__Work instructions__:
Return every line of the data below that contains the string "unit", copying each line in full. Case counts.

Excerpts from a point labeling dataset
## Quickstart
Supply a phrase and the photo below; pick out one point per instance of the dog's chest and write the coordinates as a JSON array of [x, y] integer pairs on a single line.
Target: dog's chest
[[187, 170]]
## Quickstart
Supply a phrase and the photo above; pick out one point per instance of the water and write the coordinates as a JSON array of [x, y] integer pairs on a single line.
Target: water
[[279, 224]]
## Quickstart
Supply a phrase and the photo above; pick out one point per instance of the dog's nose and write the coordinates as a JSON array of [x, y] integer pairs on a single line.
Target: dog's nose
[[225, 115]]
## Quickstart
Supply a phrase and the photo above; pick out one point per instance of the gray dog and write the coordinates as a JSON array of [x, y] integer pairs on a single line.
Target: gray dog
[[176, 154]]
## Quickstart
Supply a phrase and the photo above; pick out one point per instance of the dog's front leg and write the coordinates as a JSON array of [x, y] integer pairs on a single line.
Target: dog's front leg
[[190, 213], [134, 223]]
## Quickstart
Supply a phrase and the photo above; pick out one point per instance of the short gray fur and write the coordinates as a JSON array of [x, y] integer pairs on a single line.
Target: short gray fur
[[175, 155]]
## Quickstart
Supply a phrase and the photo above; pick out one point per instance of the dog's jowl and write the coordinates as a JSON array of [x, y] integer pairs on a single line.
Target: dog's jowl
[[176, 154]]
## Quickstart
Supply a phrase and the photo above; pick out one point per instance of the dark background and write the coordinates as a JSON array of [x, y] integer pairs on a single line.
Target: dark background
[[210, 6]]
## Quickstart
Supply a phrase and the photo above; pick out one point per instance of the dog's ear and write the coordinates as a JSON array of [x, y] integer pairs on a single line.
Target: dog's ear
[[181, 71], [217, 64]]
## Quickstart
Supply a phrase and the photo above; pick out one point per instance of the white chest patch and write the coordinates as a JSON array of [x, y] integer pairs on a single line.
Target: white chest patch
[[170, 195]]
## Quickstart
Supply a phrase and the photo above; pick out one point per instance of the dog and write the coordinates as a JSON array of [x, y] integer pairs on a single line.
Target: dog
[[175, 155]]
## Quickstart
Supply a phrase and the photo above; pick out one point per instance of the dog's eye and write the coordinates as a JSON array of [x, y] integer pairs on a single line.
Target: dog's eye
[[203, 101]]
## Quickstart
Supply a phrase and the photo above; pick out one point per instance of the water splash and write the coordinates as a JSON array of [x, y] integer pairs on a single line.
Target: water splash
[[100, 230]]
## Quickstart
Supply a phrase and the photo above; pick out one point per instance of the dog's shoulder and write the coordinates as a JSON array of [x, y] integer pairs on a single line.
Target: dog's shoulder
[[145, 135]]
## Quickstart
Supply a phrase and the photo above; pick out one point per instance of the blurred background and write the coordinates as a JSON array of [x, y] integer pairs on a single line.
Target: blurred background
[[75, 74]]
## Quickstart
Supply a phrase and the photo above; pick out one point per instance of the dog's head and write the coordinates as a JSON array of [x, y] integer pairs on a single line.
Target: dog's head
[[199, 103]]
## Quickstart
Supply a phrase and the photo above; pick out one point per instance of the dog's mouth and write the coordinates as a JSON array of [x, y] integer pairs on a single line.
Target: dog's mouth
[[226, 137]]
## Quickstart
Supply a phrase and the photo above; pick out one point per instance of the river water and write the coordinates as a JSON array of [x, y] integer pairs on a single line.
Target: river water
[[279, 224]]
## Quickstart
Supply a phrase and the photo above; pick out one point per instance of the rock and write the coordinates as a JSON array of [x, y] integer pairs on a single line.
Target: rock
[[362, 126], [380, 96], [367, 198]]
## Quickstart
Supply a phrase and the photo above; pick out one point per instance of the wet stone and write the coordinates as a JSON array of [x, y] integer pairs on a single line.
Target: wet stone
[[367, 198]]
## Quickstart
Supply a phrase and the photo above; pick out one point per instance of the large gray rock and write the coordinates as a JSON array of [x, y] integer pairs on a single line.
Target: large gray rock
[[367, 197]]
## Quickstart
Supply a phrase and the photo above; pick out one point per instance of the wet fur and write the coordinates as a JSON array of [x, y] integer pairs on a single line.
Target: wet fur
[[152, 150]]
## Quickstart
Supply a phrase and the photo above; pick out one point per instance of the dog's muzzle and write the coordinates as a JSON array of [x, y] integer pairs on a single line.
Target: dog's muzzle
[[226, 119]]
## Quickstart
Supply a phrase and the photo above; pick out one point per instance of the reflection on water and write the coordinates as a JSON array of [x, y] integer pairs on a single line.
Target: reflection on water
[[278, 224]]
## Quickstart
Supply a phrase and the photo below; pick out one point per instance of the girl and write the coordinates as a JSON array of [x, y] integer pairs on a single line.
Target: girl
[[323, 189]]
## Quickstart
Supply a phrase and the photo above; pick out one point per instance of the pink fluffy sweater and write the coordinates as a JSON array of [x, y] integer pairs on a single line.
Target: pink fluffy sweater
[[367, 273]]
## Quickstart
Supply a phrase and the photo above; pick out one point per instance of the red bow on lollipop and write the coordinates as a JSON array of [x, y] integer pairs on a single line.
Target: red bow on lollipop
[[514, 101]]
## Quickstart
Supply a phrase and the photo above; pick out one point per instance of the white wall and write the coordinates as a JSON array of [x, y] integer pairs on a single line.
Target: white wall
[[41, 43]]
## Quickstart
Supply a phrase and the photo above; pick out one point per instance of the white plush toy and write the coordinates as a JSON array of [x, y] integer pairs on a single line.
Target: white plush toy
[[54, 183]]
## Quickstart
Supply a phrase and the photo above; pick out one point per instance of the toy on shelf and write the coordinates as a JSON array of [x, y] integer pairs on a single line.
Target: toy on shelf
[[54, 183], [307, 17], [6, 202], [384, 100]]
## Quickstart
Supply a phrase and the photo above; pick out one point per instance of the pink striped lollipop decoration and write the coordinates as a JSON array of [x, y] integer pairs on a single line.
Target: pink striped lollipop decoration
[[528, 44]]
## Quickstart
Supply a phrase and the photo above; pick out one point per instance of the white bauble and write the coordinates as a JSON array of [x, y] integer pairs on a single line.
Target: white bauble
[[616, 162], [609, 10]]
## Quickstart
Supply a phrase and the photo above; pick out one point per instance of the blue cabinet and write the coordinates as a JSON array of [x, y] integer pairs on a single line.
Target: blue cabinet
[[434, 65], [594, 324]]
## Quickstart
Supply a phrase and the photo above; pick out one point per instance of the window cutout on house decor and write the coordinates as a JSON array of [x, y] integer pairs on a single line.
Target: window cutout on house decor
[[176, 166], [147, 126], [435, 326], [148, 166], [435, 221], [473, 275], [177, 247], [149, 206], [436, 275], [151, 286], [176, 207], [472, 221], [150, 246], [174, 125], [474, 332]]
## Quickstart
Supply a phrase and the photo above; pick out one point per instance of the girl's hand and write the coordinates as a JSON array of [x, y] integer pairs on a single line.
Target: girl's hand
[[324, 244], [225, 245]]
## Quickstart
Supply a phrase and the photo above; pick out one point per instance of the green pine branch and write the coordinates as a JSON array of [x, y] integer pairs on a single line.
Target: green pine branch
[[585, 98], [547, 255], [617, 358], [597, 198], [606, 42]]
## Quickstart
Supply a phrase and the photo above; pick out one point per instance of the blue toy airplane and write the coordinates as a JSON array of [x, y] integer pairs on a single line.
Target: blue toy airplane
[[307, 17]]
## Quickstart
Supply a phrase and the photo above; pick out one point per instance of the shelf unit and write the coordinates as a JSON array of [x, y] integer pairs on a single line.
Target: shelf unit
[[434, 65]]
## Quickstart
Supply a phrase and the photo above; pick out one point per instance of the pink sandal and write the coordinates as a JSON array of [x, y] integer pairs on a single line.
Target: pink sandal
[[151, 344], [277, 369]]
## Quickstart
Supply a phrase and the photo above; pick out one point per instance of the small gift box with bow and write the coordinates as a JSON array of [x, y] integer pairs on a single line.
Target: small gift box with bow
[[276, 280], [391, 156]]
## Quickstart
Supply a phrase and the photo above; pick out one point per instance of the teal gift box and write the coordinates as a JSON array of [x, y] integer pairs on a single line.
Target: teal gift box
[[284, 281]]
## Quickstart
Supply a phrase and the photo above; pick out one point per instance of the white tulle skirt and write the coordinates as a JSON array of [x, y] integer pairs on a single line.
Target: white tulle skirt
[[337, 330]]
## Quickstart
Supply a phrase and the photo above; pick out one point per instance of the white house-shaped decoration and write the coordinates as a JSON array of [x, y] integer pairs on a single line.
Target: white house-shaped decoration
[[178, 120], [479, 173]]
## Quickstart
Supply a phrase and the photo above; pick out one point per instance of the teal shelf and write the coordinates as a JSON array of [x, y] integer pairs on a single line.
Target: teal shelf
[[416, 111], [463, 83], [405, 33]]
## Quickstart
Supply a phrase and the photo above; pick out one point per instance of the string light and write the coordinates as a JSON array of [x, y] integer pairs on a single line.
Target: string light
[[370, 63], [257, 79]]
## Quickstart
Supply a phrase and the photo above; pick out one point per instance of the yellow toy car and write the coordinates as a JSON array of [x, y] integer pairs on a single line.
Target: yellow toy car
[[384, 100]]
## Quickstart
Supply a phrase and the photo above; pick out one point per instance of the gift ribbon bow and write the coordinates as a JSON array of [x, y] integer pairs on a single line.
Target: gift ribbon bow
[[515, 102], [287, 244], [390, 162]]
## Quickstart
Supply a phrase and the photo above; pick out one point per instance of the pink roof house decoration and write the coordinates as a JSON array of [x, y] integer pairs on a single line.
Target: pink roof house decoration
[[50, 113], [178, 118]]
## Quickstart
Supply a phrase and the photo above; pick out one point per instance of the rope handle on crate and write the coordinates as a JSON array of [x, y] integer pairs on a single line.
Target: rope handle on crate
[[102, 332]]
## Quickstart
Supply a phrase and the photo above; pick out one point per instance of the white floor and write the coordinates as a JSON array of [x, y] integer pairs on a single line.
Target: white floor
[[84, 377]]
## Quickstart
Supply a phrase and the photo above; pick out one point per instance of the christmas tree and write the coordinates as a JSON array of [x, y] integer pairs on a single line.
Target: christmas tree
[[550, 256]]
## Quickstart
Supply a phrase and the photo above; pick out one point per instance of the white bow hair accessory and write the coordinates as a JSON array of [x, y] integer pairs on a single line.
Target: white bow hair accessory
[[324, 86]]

__In response__:
Supply a phrase and the photo above; pick out one point per instance of the shelf unit and write the coordinates as a JSON array of [x, y] integer pairs on a single line.
Target: shelf unit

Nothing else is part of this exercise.